What appears from the first line of the data below through the line containing "det: man's face", both included, should be copied exactly, and nothing else.

** Opening AVAILABLE DATA block **

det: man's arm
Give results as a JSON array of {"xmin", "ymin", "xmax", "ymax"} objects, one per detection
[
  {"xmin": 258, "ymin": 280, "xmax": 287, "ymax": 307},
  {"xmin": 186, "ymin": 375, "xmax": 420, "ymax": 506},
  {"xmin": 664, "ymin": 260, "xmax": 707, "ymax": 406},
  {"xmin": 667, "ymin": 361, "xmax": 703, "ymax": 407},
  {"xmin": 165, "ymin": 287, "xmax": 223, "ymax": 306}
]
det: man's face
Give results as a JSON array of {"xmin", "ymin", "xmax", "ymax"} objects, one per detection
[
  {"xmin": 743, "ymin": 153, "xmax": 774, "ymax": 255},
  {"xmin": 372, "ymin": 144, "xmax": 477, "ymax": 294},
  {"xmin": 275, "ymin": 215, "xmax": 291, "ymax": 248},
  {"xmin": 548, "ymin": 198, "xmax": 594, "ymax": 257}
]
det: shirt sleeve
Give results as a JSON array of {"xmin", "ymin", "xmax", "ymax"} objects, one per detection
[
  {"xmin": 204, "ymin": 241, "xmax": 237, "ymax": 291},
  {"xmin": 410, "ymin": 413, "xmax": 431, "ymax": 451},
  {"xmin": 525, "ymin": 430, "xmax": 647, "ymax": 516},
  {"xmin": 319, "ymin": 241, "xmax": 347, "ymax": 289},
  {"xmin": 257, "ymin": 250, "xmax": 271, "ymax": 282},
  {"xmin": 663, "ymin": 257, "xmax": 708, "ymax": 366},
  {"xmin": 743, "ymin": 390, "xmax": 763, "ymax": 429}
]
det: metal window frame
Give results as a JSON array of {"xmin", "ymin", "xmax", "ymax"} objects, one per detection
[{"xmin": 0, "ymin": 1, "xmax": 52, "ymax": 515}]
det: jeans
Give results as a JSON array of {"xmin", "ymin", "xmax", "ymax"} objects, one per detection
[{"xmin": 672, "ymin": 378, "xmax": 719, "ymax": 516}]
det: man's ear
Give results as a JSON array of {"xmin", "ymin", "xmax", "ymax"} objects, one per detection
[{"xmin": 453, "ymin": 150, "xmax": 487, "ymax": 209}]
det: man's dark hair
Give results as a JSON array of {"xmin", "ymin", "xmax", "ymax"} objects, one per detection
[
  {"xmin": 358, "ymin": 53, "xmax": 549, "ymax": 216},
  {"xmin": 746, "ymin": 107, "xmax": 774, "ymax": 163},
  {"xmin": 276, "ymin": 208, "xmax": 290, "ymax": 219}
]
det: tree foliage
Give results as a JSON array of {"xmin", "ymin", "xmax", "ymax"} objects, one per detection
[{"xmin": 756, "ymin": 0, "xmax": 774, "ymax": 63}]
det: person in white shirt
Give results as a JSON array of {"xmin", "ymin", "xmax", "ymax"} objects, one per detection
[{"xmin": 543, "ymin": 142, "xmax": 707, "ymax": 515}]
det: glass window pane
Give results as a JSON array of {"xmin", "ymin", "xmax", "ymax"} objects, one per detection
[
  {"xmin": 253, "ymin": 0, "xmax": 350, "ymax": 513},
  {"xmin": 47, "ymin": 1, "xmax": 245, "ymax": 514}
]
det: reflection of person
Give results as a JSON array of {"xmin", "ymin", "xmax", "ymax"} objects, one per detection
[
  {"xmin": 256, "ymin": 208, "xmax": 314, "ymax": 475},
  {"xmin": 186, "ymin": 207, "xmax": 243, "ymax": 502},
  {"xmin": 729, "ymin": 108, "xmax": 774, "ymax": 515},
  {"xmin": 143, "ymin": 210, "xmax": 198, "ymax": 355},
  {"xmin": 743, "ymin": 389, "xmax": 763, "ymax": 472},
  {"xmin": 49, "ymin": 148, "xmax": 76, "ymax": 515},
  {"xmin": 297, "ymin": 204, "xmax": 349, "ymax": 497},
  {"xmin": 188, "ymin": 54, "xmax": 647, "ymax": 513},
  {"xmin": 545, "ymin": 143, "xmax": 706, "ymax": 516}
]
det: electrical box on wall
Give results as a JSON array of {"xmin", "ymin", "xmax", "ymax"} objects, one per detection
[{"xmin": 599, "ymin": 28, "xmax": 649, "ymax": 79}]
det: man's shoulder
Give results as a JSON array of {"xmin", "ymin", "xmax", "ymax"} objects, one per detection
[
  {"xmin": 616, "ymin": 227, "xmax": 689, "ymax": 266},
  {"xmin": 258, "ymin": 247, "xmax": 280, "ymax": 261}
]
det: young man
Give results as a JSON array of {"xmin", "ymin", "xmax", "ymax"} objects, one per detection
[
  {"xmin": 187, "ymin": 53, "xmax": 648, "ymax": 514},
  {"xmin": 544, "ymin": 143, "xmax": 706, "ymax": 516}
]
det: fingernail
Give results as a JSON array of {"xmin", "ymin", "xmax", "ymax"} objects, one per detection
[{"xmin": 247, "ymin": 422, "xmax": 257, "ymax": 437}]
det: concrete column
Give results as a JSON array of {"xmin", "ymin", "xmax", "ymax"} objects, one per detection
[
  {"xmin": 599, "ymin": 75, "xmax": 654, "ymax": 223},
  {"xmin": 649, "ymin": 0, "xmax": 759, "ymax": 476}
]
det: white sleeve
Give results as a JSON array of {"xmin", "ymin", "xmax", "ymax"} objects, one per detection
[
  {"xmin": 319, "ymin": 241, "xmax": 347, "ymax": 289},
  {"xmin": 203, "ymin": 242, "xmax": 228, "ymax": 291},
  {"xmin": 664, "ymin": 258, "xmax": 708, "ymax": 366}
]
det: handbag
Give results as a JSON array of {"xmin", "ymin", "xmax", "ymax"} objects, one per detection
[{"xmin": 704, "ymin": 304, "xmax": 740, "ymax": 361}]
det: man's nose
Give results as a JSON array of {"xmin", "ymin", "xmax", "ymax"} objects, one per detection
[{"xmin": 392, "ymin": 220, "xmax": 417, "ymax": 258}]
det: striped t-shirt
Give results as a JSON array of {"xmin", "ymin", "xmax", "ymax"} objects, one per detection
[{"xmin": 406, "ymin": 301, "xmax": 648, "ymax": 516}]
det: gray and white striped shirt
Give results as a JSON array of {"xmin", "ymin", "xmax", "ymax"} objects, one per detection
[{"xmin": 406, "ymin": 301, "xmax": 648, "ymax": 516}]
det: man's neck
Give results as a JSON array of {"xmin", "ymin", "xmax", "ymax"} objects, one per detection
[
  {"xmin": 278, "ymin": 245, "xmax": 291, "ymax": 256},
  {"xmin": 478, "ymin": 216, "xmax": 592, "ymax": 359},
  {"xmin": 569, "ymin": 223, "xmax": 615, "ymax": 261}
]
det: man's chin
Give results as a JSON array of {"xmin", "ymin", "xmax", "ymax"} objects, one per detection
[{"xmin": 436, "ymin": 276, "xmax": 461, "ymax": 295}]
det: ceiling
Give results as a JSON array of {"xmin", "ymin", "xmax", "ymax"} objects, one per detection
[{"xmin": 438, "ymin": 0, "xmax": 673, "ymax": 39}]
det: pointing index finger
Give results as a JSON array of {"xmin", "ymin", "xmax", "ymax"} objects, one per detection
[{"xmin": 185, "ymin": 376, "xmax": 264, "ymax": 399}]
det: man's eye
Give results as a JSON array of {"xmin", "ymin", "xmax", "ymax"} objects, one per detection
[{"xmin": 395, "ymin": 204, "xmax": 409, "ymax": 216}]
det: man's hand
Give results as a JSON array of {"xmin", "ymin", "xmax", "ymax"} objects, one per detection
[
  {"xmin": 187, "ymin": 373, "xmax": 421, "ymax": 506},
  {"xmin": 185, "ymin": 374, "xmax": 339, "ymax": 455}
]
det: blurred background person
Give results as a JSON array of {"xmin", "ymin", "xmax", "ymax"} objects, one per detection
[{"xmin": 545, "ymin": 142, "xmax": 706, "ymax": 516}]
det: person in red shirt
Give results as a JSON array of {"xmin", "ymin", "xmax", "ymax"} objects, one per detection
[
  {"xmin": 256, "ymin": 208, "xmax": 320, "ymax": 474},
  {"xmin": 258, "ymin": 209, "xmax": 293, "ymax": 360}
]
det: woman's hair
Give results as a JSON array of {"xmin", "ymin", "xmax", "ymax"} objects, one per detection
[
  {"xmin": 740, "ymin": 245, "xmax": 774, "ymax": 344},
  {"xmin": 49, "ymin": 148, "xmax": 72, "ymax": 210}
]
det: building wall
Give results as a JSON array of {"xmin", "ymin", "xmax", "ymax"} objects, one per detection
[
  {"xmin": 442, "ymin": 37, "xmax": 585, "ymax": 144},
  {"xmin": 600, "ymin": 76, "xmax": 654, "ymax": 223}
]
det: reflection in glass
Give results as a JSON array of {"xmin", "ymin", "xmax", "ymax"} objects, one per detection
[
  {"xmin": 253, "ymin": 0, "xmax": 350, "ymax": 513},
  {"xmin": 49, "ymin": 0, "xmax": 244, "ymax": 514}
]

** Closing AVAILABLE DATA block **

TASK RESPONSE:
det: man's arm
Give results as a JSON array of {"xmin", "ymin", "xmax", "ymax"} objects, one per detection
[
  {"xmin": 258, "ymin": 280, "xmax": 287, "ymax": 307},
  {"xmin": 186, "ymin": 375, "xmax": 420, "ymax": 506},
  {"xmin": 664, "ymin": 260, "xmax": 707, "ymax": 406},
  {"xmin": 667, "ymin": 361, "xmax": 703, "ymax": 407},
  {"xmin": 165, "ymin": 287, "xmax": 223, "ymax": 306}
]
det: man's face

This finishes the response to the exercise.